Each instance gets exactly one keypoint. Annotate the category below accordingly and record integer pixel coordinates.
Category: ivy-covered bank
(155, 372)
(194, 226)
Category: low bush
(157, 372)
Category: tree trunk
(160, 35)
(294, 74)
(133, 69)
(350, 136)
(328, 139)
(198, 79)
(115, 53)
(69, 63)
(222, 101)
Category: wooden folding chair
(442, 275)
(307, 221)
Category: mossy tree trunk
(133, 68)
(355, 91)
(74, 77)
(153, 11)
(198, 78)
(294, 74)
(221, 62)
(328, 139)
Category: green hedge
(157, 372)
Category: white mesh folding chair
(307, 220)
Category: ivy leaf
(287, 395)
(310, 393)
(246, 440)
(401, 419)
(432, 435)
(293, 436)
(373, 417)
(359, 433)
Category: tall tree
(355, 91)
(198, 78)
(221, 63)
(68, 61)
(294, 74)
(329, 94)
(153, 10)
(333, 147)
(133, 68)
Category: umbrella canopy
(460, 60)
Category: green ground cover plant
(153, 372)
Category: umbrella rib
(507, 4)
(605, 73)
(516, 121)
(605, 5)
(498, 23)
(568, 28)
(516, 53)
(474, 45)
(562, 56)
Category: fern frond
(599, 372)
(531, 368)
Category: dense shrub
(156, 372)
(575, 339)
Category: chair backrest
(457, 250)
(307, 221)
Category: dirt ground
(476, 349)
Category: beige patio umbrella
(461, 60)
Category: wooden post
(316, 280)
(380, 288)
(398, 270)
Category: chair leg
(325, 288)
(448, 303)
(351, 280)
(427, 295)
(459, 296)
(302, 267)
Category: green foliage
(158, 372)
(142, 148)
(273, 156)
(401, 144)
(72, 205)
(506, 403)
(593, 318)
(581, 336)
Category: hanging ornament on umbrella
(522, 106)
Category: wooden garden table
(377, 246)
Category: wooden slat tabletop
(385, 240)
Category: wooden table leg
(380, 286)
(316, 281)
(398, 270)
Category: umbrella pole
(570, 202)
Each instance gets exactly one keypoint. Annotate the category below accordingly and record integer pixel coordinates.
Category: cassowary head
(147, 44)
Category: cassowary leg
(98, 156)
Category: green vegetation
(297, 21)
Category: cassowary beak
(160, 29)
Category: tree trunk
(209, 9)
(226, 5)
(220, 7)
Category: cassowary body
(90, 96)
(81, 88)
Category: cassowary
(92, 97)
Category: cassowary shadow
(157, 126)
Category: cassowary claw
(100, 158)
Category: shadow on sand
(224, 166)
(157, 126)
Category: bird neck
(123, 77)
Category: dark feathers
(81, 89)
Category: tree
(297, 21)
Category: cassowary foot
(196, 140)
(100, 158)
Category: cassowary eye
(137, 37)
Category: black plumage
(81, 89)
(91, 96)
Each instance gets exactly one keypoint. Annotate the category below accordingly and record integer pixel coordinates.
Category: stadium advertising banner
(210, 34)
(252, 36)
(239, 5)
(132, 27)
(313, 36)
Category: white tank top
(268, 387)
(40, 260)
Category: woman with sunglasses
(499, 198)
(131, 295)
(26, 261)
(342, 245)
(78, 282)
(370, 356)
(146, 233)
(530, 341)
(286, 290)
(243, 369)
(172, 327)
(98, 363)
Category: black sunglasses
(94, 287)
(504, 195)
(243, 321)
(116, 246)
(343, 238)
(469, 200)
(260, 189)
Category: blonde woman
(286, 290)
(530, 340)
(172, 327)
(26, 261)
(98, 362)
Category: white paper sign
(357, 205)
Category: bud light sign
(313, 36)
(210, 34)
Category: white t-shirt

______________________________

* _EXERCISE PROMPT_
Copy exactly the lines running from the one that contains "Category: stadium advertising banner" to the end of the material, both ends included.

* _ANSWER BOX_
Category: stadium advertising banner
(210, 34)
(252, 36)
(239, 5)
(132, 27)
(313, 36)
Category: white tank top
(268, 387)
(40, 260)
Category: woman with sunglasses
(499, 198)
(131, 295)
(26, 261)
(342, 245)
(78, 282)
(370, 356)
(146, 233)
(530, 341)
(286, 290)
(243, 369)
(172, 327)
(98, 363)
Category: black sunglasses
(94, 287)
(504, 195)
(243, 321)
(116, 246)
(343, 238)
(469, 200)
(260, 189)
Category: blonde woman
(286, 290)
(530, 340)
(172, 327)
(26, 261)
(98, 362)
Category: white paper sign
(357, 205)
Category: bud light sign
(313, 36)
(210, 34)
Category: white t-shirt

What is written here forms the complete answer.